§ ЗАДАЧИ ДЛЯ РЕШЕНИЯ:
a) Выпишите из воспоминаний об общежитии на улице Добролюбова всё, начиная со слов «Вот уж когда» и вплоть до слов «Союза писателей СССР.».
b) В чей семинар на V Всесоюзном совещании молодых писателей удалось попасть, согласно воспоминаниям об общежитии на улице Добролюбова?
c) Напишите продолжение воспоминаний об общежитии на улице Добролюбова, начав сразу после последнего приведённого предложения.

§ ПРЕДЛОЖЕННЫЙ ОТРЫВОК:
Так я стал жителем замечательного семиэтажника по улице Добролюбова и в разных его комнатах, на разных этажах, то легально, то нелегально, в гвалте, в шуме, в спорах, в кулачных выяснениях, встречах и проводах, в обмытиях первых и вторых публикаций, в свадьбах и в разводах, в загулах вообще — выжил и написал свои первые, московские, книги.
Вот уж когда пригодилась мне моя трезвость и моя сибирская закваска.
В 1969-м я чудом попал на V Всесоюзное совещание молодых писателей. В последний момент — списки участников уже были размножены — я уговорил-таки Франца Николаевича Таурина включить меня в свой семинар.
— Зачем тебе? — сморщился он. — Ты же и так без пяти минут член Союза писателей.
— Так дайте мне эти пять минут.
Таурин дал. И в конце года я стал действительным членом Союза писателей СССР.
Из сегодня, вглядываясь в те тревожные и не очень-то сытые дни, думаю: сколь загадочна все же эта штука — дарование…
Обеспеченный им человек как бы заранее обрекается на крутизну и тягости становления. Судьба куда более снисходительна и покладиста к тем, кто побесцветнее и посерее.
Шукшин однажды сказал:
— А вот представь… исполнится тебе сорок, ты придешь ко мне и завякаешь — мол, ни черта не получилось, Вася. Пропадаю… Чего я тебе скажу? А ничего. Пропадай. Я же свою голову на твои плечи не переставлю. Нет. А чо тогда?.. Я иногда по ночам на кухне, когда заторчу над рассказишком, встану к окну и гляжу… Москва — е-мое! — неохватная… Огонечки, огонечки — не спит уйма народу. И сколько же среди них таких вот, как я, значит, которые тоже подошли к окошкам, курят, глядят, а за спиной у них на столиках недописанное, а? И надо, чтобы оно получилось-то лучше всех. Иначе — труба. Страшное, скажу я тебе, дело! Но — кровь разгоняет. Тут, брат, не заквасишься. Тут такой естественный и противоестественный отбор получается, что только держись… Зато сам, поди, знаешь, выдавишь на страничке последнюю точку, упадешь на постель и-и… накатит минута… Проклятьем заклейменные — вот кто мы есть. Понимаешь?..
Общежитие одарило однажды эпизодом, с которого я планирую когда-нибудь начать одну свою работу.
…Время было за полночь. Я сидел возле вахтерского стола с телефоном. Ждал звонок из Иркутска. Тетя Дуся, знаменитая охранительница тишины и порядка, много-много лет проработавшая бок о бок с будущими гениями, дремала, пристроив голову на руки. Было непривычно безлюдно и тихо. В батареях отопления ласково журчала вода Потом на лестничных маршах послышались чьи-то не очень уверенные шаги, с шаркающим протягиванием, и вскоре на спуске к выходу появился Коля Рубцов. Малость выпивший. С гитарой на плече и в пиджачке, надетом на голое тело.

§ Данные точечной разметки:
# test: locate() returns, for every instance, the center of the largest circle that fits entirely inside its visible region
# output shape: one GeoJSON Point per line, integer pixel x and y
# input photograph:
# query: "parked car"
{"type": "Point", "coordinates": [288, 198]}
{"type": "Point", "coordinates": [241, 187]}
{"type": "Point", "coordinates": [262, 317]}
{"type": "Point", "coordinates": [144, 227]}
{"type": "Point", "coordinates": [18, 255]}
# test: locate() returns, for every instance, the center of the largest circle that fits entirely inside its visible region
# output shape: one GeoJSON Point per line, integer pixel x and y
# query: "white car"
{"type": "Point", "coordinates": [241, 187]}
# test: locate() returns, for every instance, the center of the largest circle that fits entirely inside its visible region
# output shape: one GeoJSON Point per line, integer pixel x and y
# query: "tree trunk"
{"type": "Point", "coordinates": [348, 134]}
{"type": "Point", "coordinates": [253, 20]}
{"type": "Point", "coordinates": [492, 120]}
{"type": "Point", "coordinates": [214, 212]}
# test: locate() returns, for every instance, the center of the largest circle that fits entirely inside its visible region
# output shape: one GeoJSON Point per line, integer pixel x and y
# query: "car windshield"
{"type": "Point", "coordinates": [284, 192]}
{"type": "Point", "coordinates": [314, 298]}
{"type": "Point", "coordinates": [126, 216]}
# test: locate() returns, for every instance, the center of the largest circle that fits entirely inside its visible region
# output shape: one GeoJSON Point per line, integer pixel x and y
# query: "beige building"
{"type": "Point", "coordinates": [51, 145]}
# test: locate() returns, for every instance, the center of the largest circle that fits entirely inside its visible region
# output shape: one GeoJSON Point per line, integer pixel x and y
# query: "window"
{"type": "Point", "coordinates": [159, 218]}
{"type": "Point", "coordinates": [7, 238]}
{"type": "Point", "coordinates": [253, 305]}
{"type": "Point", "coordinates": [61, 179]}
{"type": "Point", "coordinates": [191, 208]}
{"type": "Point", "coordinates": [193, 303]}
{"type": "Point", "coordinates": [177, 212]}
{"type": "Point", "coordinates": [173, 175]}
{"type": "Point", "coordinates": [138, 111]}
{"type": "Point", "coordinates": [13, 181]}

§ НАБОР ОТВЕТОВ:
a)
Вот уж когда пригодилась мне моя трезвость и моя сибирская закваска.
В 1969-м я чудом попал на V Всесоюзное совещание молодых писателей. В последний момент — списки участников уже были размножены — я уговорил-таки Франца Николаевича Таурина включить меня в свой семинар.
— Зачем тебе? — сморщился он. — Ты же и так без пяти минут член Союза писателей.
— Так дайте мне эти пять минут.
Таурин дал. И в конце года я стал действительным членом Союза писателей СССР.

b) В семинар Франца Николаевича Таурина.

c)
Предчувствуя ситуацию, я на всякий случай удалился в тамбур и закурил.
Коля присел к столу, деловито затушил о подошву ботинка без шнурков сигаретный окурок, подстроил гитару и очень по-домашнему сказал:
— Теть Дуся, ты, пожалуйста, не спи. Я песню написал.
Тетя Дуся среагировала на это, не поднимая головы:
— Иди, Коля, спать.
— Пойду-пойду, — заокал Рубцов. — Ты токо послушай. Я песню написал.
— Ко-о-ля… — напрягла интонацию тетя Дуся, все еще не меняя удобного своего положения.
— Чево? Я жа песню написал…
Тетя Дуся выдохнула из себя воздух, подняла голову и оправила пальцами платок.
— Чтобы духу твоего мгновенно не стало, — сказала она сдержанно, но твердо.
— А как жа песня?
— Я этими вашими песнями во-о… — Тетя Дуся чирканула пальцем под горлом. — Уходи, Рубцов. Не озоруй.
— Да я жа песню… песню жа, тетя Дуся…
Она поднялась со стула.
В это время кто-то решительно забухал ногой в дверь снаружи. Я откинул крючок. Вошел Саша Вампилов. В настроении тоже. Он тогда учился на Высших литературных курсах и жил на седьмом этаже.
— О-о… — сказал он. — Пры-вет. Я сейчас у одного корифея на даче был. Все как в сказке: по усам текло, да в рот не попало. Исправил ситуацию приватно. Пошли ко мне.
— …последний раз говорю — иди спать! — уже с нервом, возвышающим голос до крика, приказала тетя Дуся.
Саша тут же подался на шум.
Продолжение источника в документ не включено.